# Lab 1 - Python, Pandas and Numpy
- **Author:** Qutub Khan Vajihi ([qutubkhan.vajihi@berkeley.edu](mailto:qutubkhan.vajihi@berkeley.edu)) (Adapted from labs by Dimitris Papadimitriou)
- **Date:** 27 January 2021
- **Course:** INFO 251: Applied Machine Learning

### Learning Objectives:

* Know what is good style when writing Python code
* Learn some useful Python features
* Work with DataFrames using the Pandas library
* Produce basic graphs using the Matplotlib library
* Understand numpy, matrix operations and iterations

## 1. Python Code Style
Guido van Rossum is one of the authors of the PEP8 style guide [PEP 8 -- Style Guide for Python Code](https://www.python.org/dev/peps/pep-0008/). Below are some references from this guide - 

"One of Guido's key insights is that code is read much more often than it is written. The guidelines provided here are intended to improve the readability of code and make it consistent across the wide spectrum of Python code. As PEP 20 says, "Readability counts"."

Below are a few points from this guide which we think are useful to note, but feel free to refer to the guide for much more detailed guidelines. 

* Line length:
    Maximum line length is 79 characters.

* Names: Make variable names (nouns) and function names (verbs) descriptive.

* Be consistent between ' and ".

* 1e6 or 10 ** 6 is more readable than 1000000.

* Whitespace: 
Always surround these binary operators with a single space on either side: assignment (=), augmented assignment (+=, -= etc.), comparisons (==, <, >, !=, <>, <=, >=, in, not in, is, is not), Booleans (and, or, not).

*DATA PROVIDED*
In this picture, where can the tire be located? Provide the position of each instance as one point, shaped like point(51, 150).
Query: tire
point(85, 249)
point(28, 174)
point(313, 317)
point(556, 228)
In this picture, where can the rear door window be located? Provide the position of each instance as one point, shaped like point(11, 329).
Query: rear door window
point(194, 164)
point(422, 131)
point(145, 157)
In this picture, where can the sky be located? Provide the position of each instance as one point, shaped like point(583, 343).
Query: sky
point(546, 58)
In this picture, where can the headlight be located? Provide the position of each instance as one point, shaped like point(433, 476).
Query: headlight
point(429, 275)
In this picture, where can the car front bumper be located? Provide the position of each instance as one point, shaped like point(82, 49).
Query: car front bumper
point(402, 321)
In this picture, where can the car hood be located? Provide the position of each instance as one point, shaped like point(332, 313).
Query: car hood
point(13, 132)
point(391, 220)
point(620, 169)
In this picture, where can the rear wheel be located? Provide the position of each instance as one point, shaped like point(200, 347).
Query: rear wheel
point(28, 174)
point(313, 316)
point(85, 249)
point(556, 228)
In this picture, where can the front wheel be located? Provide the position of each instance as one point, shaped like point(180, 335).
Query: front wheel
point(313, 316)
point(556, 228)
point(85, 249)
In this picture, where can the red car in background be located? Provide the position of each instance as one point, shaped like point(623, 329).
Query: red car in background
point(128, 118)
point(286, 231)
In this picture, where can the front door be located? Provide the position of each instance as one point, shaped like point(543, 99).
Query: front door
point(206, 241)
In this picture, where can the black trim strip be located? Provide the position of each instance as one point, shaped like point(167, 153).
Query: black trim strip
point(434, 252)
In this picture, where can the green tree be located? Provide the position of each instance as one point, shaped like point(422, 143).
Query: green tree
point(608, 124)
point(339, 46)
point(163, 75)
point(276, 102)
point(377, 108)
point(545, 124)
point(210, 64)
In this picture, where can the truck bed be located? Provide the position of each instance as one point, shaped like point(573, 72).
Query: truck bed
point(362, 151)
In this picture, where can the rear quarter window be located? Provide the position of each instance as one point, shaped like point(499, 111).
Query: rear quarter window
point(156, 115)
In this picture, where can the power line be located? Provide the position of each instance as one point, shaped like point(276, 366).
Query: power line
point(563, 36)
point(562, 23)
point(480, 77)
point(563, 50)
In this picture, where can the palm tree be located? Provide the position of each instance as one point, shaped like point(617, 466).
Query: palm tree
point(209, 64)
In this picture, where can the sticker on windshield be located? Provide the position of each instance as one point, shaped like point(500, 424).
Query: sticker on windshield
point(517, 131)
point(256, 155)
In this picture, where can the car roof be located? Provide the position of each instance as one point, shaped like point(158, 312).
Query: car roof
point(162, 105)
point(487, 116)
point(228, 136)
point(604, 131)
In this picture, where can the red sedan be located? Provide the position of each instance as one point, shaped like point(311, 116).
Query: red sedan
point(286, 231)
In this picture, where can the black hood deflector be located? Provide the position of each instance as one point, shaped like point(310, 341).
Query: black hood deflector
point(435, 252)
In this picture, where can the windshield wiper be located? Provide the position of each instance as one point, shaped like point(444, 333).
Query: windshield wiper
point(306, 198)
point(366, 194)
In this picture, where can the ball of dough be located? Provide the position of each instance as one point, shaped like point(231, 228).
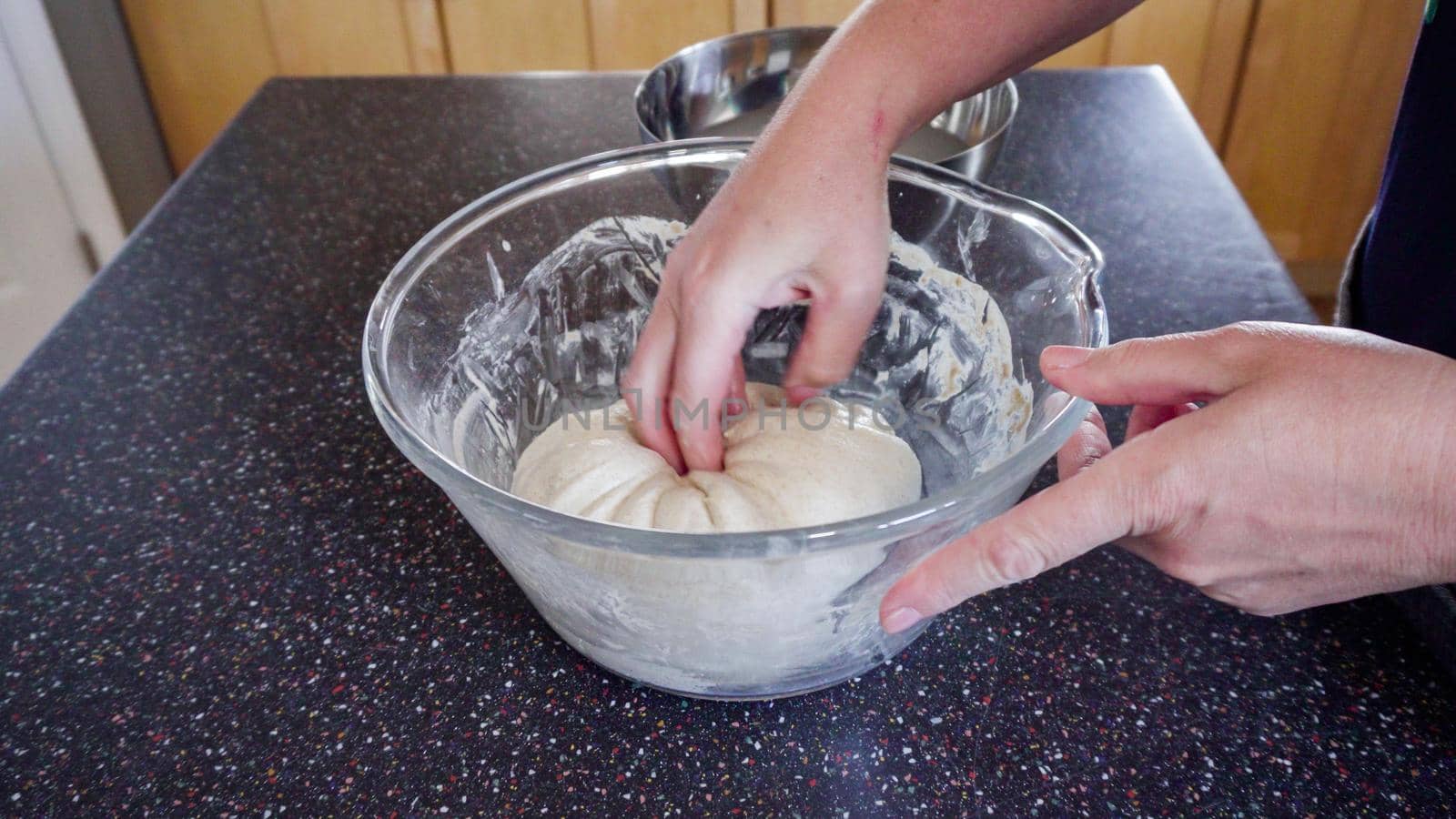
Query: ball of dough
point(784, 467)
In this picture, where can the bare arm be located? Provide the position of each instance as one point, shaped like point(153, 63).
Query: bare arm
point(805, 215)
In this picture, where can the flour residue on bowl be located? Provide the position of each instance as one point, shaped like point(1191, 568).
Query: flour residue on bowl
point(561, 339)
point(939, 350)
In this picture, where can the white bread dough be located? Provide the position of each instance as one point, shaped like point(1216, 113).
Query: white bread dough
point(817, 464)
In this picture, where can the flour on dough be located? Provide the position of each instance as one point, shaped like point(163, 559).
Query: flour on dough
point(783, 468)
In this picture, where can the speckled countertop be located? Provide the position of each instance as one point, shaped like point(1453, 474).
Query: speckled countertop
point(222, 591)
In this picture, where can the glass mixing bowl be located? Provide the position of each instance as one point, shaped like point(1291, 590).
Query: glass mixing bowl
point(528, 303)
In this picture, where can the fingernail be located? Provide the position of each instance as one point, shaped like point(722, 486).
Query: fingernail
point(800, 394)
point(902, 620)
point(1062, 358)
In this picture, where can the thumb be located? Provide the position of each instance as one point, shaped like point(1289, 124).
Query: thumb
point(1125, 494)
point(1168, 369)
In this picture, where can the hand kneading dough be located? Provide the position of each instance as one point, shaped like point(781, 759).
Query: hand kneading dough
point(779, 471)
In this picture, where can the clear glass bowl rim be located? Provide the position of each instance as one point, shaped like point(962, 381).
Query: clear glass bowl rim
point(893, 523)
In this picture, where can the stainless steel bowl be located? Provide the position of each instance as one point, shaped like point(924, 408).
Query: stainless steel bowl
point(730, 87)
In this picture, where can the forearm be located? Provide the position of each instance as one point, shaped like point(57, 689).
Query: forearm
point(895, 63)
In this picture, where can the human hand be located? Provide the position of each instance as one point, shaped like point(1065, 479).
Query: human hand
point(1318, 471)
point(791, 223)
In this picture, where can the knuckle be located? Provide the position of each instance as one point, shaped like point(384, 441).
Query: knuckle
point(1012, 561)
point(1184, 564)
point(1167, 499)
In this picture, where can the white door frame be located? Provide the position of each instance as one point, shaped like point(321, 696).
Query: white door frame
point(38, 62)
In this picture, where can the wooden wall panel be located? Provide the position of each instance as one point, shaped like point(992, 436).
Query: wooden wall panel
point(1087, 53)
point(1314, 116)
point(341, 36)
point(812, 12)
point(638, 34)
point(514, 35)
point(201, 62)
point(1218, 86)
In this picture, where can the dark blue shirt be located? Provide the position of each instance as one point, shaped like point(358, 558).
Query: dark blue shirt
point(1405, 288)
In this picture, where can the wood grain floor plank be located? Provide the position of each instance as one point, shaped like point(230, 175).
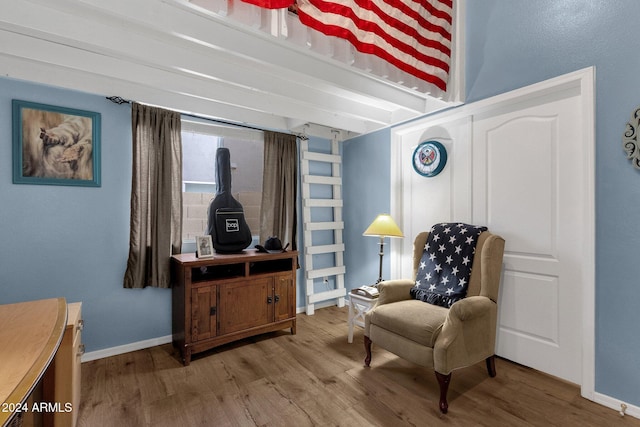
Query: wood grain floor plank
point(316, 378)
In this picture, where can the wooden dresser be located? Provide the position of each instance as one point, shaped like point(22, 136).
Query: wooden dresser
point(229, 297)
point(67, 368)
point(30, 336)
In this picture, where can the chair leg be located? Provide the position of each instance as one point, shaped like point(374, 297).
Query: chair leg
point(443, 381)
point(367, 349)
point(491, 365)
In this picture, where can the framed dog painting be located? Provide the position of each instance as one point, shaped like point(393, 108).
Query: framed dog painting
point(55, 145)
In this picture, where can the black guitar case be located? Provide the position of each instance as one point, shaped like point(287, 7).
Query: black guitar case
point(226, 224)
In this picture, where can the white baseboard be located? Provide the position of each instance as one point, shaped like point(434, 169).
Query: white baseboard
point(140, 345)
point(121, 349)
point(616, 405)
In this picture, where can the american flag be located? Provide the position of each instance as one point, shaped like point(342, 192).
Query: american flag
point(445, 266)
point(413, 35)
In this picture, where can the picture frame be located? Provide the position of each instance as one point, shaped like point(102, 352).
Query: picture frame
point(55, 145)
point(204, 247)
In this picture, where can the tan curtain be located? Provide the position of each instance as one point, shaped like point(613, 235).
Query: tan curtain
point(279, 188)
point(156, 196)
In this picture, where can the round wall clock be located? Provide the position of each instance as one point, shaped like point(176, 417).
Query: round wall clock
point(429, 158)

*GIVEN REQUEST A*
In the Python lab text, what is the maximum line length?
*GIVEN REQUEST B*
Write the next part of the Python lab text, picking up after its last line.

*OUTPUT A*
79 characters.

*OUTPUT B*
In [None]:
# Notice the whitespaces on either sides of operators
i = 0
submitted = 0
i = i + 1
submitted += 1
print(submitted)

* Avoid extraneous whitespaces immediately inside parentheses, brackets or braces.

In [None]:
# Correct:
ham = [0,1,2]
print(ham[0])

# Wrong:
print(ham[ 0 ])

* Blank lines:
Maintain two lines between all top-level things (functions, classes, imports, etc)

In [None]:
def foo(x):
    if x >= 0:
        return math.sqrt(x)
    else:
        return None


def bar(x):
    if x < 0:
        return None
    return math.sqrt(x)

* Comments:
    For readability, try to always explain the functionality of your lines by commenting

In [None]:
my_map = {'AML':0,'Lab':1}
inv_map = {v: k for k, v in my_map.items()} 
inv_map

* Imports - Should usually be on separate lines

In [None]:
# Correct:
import os
import sys

# Wrong:
import sys, os

# Correct:
from subprocess import Popen, PIPE

#### Rule of thumb-
- **Code is for people to read.**
- **Use your best judgment**


For more reference - https://towardsdatascience.com/an-overview-of-the-pep-8-style-guide-5672459c7682

## 2. Some Useful Python Features

* Use **with** to open files, which can ensure the files are closed.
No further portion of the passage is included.